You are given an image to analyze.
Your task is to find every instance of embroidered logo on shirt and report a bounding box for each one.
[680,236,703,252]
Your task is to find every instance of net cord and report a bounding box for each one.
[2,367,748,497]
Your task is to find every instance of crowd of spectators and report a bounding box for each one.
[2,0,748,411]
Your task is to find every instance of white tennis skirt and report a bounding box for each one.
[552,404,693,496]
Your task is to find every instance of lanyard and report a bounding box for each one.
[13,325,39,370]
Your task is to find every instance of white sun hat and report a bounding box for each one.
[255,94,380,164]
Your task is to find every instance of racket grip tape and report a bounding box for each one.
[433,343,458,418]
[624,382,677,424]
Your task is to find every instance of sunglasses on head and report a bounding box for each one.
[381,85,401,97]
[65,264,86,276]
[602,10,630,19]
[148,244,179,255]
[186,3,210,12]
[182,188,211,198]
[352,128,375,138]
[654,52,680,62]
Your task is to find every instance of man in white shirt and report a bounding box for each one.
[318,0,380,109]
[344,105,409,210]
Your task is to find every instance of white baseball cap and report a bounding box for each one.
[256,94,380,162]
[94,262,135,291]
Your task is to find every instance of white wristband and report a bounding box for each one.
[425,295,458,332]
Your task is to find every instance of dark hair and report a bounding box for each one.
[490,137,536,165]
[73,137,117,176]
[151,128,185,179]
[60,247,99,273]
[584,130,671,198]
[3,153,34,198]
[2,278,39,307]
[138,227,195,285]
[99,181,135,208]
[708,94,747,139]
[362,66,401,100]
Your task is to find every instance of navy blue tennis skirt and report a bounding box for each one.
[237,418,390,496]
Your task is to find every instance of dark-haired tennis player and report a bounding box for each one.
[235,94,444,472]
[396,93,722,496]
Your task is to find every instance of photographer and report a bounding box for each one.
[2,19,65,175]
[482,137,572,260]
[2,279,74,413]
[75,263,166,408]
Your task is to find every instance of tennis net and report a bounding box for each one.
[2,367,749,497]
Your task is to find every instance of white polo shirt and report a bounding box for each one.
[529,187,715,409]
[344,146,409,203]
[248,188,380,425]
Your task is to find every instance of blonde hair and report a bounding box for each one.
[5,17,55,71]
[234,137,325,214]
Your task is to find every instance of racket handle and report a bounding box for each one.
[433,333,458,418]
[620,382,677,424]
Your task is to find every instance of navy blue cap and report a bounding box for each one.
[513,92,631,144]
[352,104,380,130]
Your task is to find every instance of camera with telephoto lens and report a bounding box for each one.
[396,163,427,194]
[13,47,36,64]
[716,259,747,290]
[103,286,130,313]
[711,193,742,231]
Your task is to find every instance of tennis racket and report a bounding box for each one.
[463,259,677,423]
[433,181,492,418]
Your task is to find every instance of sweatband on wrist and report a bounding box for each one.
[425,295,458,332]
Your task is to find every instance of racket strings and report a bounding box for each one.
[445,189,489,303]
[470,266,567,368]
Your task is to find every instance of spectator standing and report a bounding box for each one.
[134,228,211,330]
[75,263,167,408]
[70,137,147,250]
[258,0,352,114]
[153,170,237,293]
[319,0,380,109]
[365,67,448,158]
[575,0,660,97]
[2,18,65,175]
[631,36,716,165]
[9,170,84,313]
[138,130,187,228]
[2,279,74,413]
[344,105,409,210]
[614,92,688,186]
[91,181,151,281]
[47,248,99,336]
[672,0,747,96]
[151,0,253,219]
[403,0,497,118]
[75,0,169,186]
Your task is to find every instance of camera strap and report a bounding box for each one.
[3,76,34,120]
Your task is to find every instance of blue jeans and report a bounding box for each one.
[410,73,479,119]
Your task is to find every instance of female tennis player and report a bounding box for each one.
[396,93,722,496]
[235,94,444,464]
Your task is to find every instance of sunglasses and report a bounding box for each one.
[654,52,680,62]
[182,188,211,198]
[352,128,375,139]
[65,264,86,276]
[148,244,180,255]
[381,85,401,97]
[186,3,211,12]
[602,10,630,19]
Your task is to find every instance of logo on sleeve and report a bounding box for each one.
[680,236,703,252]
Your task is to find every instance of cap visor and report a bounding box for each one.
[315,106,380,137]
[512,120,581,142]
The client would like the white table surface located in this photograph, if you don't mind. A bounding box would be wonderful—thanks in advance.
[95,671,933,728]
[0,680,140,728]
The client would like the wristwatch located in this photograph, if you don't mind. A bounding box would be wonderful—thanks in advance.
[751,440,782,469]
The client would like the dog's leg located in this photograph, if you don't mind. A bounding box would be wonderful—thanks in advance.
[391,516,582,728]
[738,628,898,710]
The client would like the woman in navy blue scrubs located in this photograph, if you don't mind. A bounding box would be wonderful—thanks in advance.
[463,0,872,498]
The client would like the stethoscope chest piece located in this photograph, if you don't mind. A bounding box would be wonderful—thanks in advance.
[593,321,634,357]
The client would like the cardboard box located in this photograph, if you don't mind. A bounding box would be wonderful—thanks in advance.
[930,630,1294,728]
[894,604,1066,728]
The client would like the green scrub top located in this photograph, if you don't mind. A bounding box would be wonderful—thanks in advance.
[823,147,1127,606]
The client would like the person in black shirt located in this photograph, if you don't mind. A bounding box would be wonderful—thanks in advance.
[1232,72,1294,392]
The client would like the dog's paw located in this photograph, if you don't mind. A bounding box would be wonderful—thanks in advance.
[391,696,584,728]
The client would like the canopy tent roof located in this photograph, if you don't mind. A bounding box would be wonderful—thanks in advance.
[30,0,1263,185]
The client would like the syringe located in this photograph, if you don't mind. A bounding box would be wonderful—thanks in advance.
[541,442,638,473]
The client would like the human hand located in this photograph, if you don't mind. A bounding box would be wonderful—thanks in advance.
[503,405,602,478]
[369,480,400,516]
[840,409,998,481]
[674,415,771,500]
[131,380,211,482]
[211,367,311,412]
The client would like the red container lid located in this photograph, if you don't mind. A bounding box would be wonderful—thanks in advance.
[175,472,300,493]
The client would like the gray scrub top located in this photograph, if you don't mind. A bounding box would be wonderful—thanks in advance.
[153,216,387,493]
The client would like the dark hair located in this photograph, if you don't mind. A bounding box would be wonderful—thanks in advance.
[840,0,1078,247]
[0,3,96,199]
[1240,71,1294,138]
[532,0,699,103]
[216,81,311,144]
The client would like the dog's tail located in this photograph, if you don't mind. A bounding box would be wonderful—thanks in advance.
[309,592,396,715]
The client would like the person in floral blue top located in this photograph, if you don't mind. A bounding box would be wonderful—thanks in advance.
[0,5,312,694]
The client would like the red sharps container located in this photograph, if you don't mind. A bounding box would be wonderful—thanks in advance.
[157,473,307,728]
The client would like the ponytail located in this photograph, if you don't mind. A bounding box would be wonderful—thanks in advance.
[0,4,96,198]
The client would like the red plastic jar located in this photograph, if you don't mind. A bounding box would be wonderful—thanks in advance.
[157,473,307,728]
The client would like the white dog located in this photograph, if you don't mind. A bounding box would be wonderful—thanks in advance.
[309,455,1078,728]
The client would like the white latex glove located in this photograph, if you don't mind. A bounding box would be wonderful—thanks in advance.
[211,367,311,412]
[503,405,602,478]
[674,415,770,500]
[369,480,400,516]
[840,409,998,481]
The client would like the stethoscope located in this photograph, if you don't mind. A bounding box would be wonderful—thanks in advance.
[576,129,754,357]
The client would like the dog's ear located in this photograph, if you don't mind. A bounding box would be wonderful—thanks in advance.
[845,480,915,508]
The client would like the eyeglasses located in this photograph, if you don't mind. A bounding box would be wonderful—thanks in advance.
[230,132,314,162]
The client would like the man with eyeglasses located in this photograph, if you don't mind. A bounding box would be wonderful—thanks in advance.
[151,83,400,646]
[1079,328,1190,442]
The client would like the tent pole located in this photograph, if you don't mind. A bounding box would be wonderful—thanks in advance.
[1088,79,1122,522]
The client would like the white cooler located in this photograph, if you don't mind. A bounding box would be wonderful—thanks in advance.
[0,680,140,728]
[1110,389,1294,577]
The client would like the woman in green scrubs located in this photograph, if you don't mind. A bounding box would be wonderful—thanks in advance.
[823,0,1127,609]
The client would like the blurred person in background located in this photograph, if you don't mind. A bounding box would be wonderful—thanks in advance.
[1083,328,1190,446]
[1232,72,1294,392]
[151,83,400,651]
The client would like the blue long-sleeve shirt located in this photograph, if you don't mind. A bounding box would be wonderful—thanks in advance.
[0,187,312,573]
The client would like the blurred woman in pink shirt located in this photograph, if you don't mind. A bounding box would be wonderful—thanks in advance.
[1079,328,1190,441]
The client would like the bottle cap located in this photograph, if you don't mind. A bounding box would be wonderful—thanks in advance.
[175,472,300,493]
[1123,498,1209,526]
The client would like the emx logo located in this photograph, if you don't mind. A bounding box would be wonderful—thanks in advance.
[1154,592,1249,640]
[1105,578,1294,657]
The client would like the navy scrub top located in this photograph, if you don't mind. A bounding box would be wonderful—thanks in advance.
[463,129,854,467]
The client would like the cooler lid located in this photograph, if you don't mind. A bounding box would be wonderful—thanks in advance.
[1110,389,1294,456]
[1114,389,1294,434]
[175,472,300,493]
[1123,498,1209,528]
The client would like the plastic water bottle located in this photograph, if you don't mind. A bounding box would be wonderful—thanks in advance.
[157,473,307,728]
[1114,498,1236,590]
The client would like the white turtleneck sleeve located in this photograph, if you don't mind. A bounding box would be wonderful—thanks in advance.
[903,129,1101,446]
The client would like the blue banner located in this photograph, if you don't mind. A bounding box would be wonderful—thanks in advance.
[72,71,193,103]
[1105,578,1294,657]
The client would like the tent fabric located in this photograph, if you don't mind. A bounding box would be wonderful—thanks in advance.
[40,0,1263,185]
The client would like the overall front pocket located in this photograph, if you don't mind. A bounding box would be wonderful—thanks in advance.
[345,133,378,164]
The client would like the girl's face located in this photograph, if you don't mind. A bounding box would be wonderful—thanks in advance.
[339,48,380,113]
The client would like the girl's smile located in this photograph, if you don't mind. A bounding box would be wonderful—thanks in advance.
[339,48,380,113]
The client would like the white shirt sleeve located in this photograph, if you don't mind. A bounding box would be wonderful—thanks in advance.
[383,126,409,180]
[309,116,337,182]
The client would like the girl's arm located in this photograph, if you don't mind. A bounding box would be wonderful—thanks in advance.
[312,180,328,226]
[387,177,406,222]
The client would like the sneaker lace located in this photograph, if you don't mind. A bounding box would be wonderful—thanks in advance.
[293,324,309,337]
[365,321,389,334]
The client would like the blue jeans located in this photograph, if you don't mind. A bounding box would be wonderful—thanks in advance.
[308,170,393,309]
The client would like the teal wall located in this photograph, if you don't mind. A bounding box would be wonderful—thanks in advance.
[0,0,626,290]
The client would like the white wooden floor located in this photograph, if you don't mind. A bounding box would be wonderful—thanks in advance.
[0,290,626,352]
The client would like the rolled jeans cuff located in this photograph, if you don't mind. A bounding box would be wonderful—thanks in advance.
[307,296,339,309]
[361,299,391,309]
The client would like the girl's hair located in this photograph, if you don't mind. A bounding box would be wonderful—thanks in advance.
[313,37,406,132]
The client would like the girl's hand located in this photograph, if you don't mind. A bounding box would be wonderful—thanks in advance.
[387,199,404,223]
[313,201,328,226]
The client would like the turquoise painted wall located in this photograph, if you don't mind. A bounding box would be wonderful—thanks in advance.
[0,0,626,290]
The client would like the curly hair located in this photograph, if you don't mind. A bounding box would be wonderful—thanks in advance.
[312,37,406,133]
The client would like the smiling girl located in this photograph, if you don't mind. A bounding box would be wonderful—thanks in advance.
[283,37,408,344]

**THE PROBLEM**
Rewrite the rows that open with the line containing "The client would like the white dog" and close with the line containing "[309,455,1078,728]" as a JSON list of strings, one string per line, leaving out any blank lines.

**EXERCISE RESULT**
[
  "The client would like the white dog located in this photograph, if you don't mind. A bounding box would be wonderful—thanks in advance.",
  "[309,455,1078,728]"
]